» Request
Please arrange the lines from the one holding "Where can the small" through the one holding "150], [240, 237]]", inclusive, as a Markdown table with the columns Index and Content. Number each line and leave out any blank lines.

» Material provided
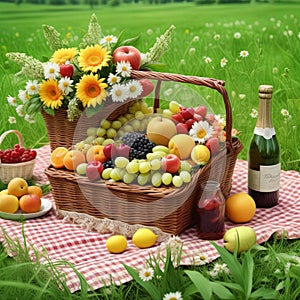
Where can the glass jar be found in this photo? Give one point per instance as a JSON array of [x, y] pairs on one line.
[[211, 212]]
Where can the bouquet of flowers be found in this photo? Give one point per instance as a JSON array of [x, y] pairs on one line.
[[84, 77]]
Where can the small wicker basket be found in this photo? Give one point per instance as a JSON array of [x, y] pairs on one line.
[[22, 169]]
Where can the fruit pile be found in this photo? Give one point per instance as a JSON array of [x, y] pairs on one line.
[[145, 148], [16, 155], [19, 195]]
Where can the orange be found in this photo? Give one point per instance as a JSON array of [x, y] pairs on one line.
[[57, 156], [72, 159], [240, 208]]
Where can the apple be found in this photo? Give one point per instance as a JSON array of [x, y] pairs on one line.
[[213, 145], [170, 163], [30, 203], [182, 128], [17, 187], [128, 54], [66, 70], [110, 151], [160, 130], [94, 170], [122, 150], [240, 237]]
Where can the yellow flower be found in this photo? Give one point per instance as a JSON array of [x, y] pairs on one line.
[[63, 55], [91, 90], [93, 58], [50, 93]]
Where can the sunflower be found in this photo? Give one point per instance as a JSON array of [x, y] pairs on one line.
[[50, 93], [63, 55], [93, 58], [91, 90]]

---

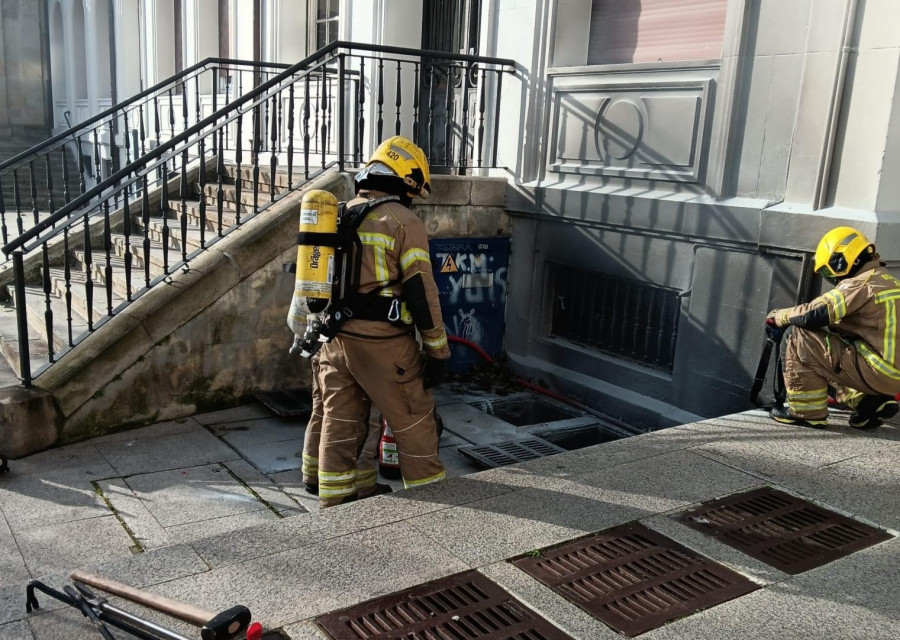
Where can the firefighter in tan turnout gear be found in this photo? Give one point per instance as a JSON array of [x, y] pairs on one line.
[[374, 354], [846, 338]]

» Result for this exercise
| Index | Content |
|---|---|
| 1 | Where can the small wicker basket be found in this photo? Give one point per instance as a JSON array of [x, y] pairs on one line. |
| 2 | [[22, 169]] |
| 3 | Where can the fruit pile be found in this photo? Give one point per instance as a JSON array of [x, y] pairs on one line. |
| 4 | [[145, 148], [16, 155], [19, 195]] |
| 5 | Where can the orange be found in this photo? Give one point per instance as a JSON array of [x, y] pairs on one line. |
| 6 | [[57, 156], [72, 159], [240, 208]] |
| 7 | Where can the apple be found in this photo? Give one point per instance as a JSON array of [x, y] pairs on one line. |
| 8 | [[213, 145], [170, 163], [30, 203], [182, 128], [17, 187], [128, 54], [66, 70], [110, 151], [160, 130], [94, 170], [122, 150], [240, 237]] |